» Description of the task
Please continue the passage about Philip and Tsar Ivan from the point where it stops.

» Provided passage

= = = = = = =

Then Ivan summoned Philip from his cell near the frozen sea to occupy a loftier and more perilous throne: Metropolitan of Moscow. He had driven out two aged prelates who rebuked his crimes, and thought Philip would shed a luster on his reign without disturbing him by personal reproof. Philip tried to escape this unwelcome assignment; but the Tsar insisted on his obedience; and with heavy heart he sailed from his asylum in the islands, conscious of going to meet his martyr’s crown.
Ivan had misjudged Philip, who was not one to speak smooth words to princes. For instance, in traveling from Solovetsk to Moscow, he passed through Novgorod; a city disliked by Ivan on account of its wealth, freedom, and laws. A crowd of burghers poured from the gates, falling on their knees before him, and imploring him, as a pastor of the poor, to plead their cause before the Tsar, who threatened to ravage their district and destroy their town. On reaching Moscow, Philip spoke to Ivan as to a son; beseeching him to dismiss his guards, to put off his disgusting habits, to live a holy life, and to rule his people in the spirit of their ancient dukes.
Ivan was furious; he wanted a priest to bless him, and not to warn. The tyrant grew more violent in his moods; but the new Metropolite held out in patient and unyielding meekness for the ancient ways. This led to many confrontations between them, and with such a tyrant, the end was predictable.
The Assassination of Philip, adapted from Free Russia by William Hepworth Dixon
As every man in trouble went to the Metropolite for counsel, the boyars accused him of inciting the people against their prince. When Ivan married his fourth wife, a thing unlawful, the Metropolite refused to admit the marriage, and bade the Tsar absent himself from mass. Rushing from his palace into the Cathedral of the Annunciation, Ivan took his seat and scowled. Instead of pausing to bless him, Philip went on with the service, until one of the favorites strode up to the altar, looked him boldly in the face, and said, in a saucy voice, “The Tsar demands your blessing, priest!”
Paying no heed to the courtier, Philip turned round to Ivan on his throne. “Pious Tsar!” he sighed; “why are you here? In this place we offer a bloodless sacrifice to God.” Ivan threatened him, by gesture and by word.
“I am a stranger and a pilgrim on earth,” said Philip; “I am ready to suffer for the truth.”

= = = = = = =

Referring expression data:
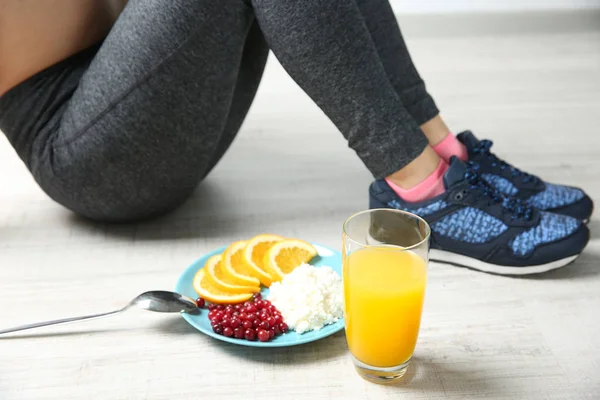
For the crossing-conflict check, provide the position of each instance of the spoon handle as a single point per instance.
(60, 321)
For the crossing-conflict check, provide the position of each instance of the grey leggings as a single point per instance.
(126, 130)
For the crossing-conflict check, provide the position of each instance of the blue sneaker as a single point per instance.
(475, 226)
(510, 181)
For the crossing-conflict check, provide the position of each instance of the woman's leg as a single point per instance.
(145, 121)
(327, 49)
(255, 56)
(395, 57)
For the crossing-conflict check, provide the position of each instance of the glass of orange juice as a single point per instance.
(385, 258)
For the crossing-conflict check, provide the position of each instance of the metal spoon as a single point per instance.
(157, 300)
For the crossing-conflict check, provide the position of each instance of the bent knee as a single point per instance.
(119, 203)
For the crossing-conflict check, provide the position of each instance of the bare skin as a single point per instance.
(35, 34)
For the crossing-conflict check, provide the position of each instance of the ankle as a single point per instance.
(428, 184)
(435, 130)
(450, 146)
(417, 170)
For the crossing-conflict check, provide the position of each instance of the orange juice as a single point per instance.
(384, 292)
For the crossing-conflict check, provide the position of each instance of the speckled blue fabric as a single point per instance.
(502, 184)
(552, 227)
(555, 196)
(469, 225)
(421, 211)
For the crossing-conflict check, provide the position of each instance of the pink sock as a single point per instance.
(432, 186)
(449, 147)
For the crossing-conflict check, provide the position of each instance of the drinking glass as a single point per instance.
(385, 255)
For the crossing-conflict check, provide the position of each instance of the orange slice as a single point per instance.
(214, 271)
(283, 257)
(254, 256)
(234, 266)
(206, 289)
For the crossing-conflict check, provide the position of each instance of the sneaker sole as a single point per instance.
(447, 257)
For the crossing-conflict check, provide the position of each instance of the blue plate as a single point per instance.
(327, 257)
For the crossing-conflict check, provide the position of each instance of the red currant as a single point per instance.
(235, 322)
(238, 333)
(218, 329)
(200, 302)
(250, 335)
(263, 335)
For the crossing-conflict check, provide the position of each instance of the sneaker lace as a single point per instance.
(484, 146)
(516, 207)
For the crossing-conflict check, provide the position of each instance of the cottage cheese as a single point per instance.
(309, 298)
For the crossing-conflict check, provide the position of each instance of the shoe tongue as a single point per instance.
(455, 173)
(468, 139)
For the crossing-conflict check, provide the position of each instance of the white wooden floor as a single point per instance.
(536, 94)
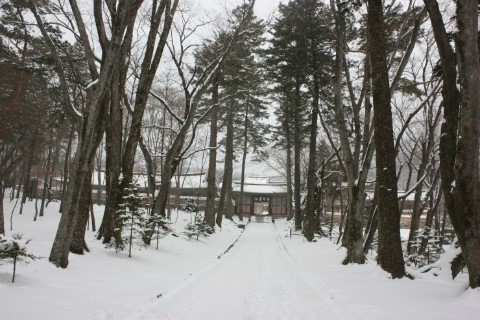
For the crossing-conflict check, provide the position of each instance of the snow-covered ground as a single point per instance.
(265, 275)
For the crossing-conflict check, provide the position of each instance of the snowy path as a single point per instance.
(257, 279)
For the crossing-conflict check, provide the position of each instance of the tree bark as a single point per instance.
(225, 207)
(212, 159)
(390, 256)
(244, 160)
(465, 215)
(309, 214)
(297, 157)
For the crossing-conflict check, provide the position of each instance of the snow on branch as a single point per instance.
(167, 107)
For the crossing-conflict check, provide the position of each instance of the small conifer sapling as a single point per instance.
(14, 249)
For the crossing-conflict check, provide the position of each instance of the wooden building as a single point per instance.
(261, 196)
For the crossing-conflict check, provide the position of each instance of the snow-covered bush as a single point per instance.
(131, 219)
(427, 247)
(161, 227)
(199, 228)
(13, 249)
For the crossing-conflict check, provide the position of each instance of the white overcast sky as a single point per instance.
(263, 8)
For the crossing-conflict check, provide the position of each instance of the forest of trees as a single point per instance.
(336, 95)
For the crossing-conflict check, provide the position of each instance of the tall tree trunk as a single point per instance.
(297, 156)
(90, 136)
(225, 204)
(99, 175)
(390, 256)
(465, 215)
(353, 233)
(288, 137)
(78, 244)
(66, 170)
(45, 181)
(212, 159)
(113, 166)
(244, 160)
(2, 216)
(309, 214)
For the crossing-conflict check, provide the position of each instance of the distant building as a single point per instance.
(261, 196)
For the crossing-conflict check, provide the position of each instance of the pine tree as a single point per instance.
(13, 250)
(199, 228)
(131, 219)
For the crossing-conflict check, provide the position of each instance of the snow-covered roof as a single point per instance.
(262, 185)
(188, 181)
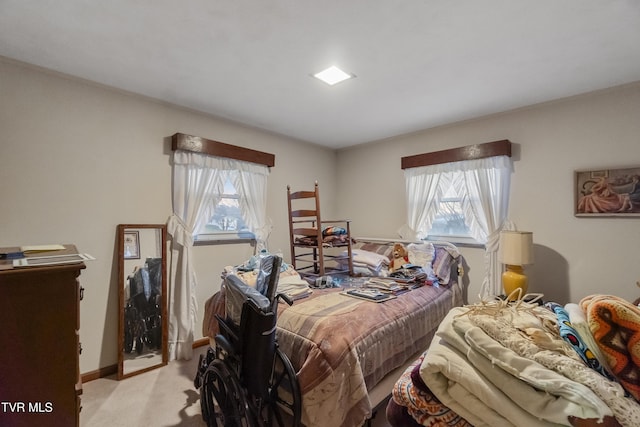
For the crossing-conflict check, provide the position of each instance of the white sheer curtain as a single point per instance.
(483, 186)
(250, 180)
(423, 194)
(197, 180)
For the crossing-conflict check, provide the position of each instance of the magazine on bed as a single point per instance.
(374, 295)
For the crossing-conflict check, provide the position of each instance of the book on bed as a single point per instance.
(369, 294)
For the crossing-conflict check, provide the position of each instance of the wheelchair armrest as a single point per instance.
(223, 343)
(226, 329)
(285, 298)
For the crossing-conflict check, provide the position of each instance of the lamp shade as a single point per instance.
(516, 247)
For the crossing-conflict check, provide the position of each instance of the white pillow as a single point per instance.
(421, 254)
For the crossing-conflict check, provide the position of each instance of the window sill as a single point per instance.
(223, 240)
(460, 241)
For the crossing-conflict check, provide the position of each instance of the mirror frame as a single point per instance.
(122, 299)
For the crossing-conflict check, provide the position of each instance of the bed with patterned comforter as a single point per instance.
(341, 346)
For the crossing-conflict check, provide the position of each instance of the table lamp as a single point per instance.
(515, 251)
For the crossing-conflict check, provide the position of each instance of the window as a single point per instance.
(226, 221)
(449, 219)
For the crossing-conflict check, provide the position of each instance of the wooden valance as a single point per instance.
(196, 144)
(470, 152)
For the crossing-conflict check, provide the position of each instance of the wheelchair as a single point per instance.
(246, 380)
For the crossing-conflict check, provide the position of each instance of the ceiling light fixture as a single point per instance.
(333, 75)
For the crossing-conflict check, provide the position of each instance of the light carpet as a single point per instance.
(163, 397)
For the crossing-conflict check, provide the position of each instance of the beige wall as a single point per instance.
(575, 257)
(76, 159)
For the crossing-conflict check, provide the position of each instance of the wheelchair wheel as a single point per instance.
(284, 393)
(222, 399)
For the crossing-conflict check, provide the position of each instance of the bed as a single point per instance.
(348, 351)
(521, 364)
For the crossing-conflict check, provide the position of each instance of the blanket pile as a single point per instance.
(500, 364)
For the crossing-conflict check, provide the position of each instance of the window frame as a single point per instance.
(196, 144)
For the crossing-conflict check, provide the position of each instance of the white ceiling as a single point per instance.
(419, 63)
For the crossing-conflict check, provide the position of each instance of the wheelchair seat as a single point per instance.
(247, 380)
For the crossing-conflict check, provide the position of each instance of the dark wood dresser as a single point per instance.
(39, 338)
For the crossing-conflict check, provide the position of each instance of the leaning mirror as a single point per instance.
(142, 289)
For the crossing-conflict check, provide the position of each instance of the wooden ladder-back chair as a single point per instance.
(309, 251)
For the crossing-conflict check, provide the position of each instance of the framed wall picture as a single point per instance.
(132, 244)
(607, 192)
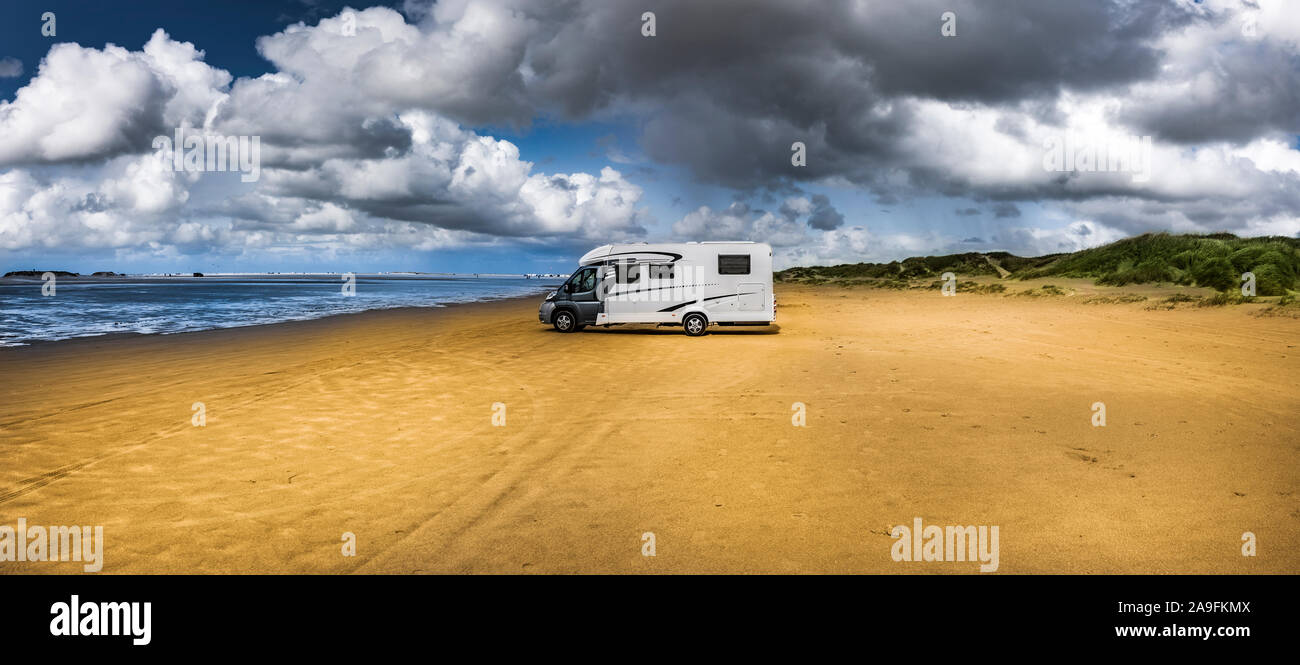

= = = = = = =

» Task result
He was made to suffer—and soon. Dragged from his altar, stripped of his robe, arrayed in rags, he was beaten with brooms, tossed into a sledge, driven through the streets, mocked and hooted by armed men, and thrown into a dungeon in one of the obscurest convents of the town. Poor people knelt as the sledge drove past them, every eye being wet with tears, and every throat being choked with sobs. Philip blessed them as he went, saying, “Do not grieve; it is the will of God; pray, pray!” The more patiently he bore his cross, the more these people sobbed and cried.
Locked in his jail and laden with chains, not only round his ankles but round his neck, he was left for seven days and nights without food and drink, in the hope that he would die. A courtier who came to see him was surprised to find him engaged in prayer. His friends and kinsmen were arrested, judged, and put to death for no offence except that of sharing his name and blood.
“Sorcerer! Do you know this head?” was one laconic message sent to Philip from the Tsar.
“Yes!” murmured the prisoner, sadly; “it is that of my nephew Ivan.” Day and night a crowd of people gathered round his convent-door, until the Tsar, who feared a rising in his favor, caused him to be secretly moved to a stronger prison in the town of Tver.
One year after the removal of Philip from Moscow, Ivan, setting out for Novgorod, called to mind the speech once made by Philip in favor of that city and sent a ruffian to kill him. “Give me your blessing!” said the murderer, coming into his cell.